Given information
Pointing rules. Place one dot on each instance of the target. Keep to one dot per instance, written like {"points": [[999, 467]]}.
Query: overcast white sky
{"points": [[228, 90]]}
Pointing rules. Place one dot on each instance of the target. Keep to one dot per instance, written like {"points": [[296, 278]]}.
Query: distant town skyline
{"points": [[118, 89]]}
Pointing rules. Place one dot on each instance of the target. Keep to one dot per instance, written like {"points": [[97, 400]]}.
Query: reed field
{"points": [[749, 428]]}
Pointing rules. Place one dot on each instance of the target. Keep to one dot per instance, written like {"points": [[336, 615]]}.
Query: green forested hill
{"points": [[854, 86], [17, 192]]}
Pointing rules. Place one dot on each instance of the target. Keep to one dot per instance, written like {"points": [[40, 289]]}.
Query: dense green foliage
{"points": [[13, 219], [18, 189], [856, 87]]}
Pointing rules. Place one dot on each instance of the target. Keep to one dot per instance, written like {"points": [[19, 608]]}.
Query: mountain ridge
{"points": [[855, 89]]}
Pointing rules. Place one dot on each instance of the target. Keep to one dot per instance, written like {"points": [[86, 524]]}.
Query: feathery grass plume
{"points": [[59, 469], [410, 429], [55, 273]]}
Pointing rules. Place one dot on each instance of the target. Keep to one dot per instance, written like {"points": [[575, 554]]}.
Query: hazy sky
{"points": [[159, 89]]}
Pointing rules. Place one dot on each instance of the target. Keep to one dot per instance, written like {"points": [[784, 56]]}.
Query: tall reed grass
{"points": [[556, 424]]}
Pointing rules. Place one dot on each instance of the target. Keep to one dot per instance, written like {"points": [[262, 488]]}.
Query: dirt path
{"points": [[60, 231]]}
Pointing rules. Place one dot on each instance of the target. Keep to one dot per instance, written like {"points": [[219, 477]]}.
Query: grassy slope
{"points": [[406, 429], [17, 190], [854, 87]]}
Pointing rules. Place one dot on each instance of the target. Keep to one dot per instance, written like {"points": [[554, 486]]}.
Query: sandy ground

What to do
Rewrite every one of the lines above, renaming "Query" to "Prompt" wherever it occurs and leaving everything else unchanged.

Task response
Pointing rules. Place one dot on each instance of the target. Keep to one dot per instance, written like {"points": [[999, 467]]}.
Prompt: overcast white sky
{"points": [[228, 90]]}
Pointing rules. Place one dot on each instance of the target. Keep to one dot per instance, written like {"points": [[296, 278]]}.
Prompt: distant town skyline
{"points": [[118, 89]]}
Pointing rules. Place one dot on each instance of the target. Keep to one dot per instance, written like {"points": [[97, 400]]}.
Prompt: reed field
{"points": [[749, 428]]}
Pointing rules. Place one dot on each instance of the target. Keep to one dot per instance, written like {"points": [[336, 615]]}.
Prompt: green forested hill
{"points": [[854, 86], [17, 192]]}
Pointing rules. Place one dot on each instance of the target. Keep to one dot per instance, written like {"points": [[40, 289]]}.
Prompt: dense green foliage
{"points": [[13, 219], [18, 189], [856, 87]]}
Pointing rules. Place one dot on each instance of the target. Keep to one dot per instance, written like {"points": [[19, 608]]}.
Prompt: mountain ridge
{"points": [[855, 89]]}
Pointing rules. Place one dot on each instance of the target. Keep to one dot per instance, written like {"points": [[86, 524]]}.
Prompt: feathery grass plume
{"points": [[59, 469], [410, 429], [55, 273]]}
Pointing rules. Place one dot on each instance of the target. Keep to one dot per instance, written like {"points": [[575, 554]]}.
Prompt: hazy sky
{"points": [[159, 89]]}
Pointing rules. Place one dot on each instance of the target. Keep to one dot per instance, written like {"points": [[784, 56]]}.
Prompt: tall reed grass
{"points": [[556, 424]]}
Pointing rules. Place one dot on each instance of the target. Keep to one dot per instance, written like {"points": [[262, 488]]}.
Prompt: dirt path
{"points": [[60, 231]]}
Pointing rules. Place one dot on each instance of the target. Keep to one dot per instance, written like {"points": [[219, 477]]}.
Prompt: grassy slope
{"points": [[406, 429], [17, 190], [854, 87]]}
Pointing rules. Place one dot on each instance of the target. Keep to one dot per instance, written like {"points": [[554, 486]]}.
Prompt: sandy ground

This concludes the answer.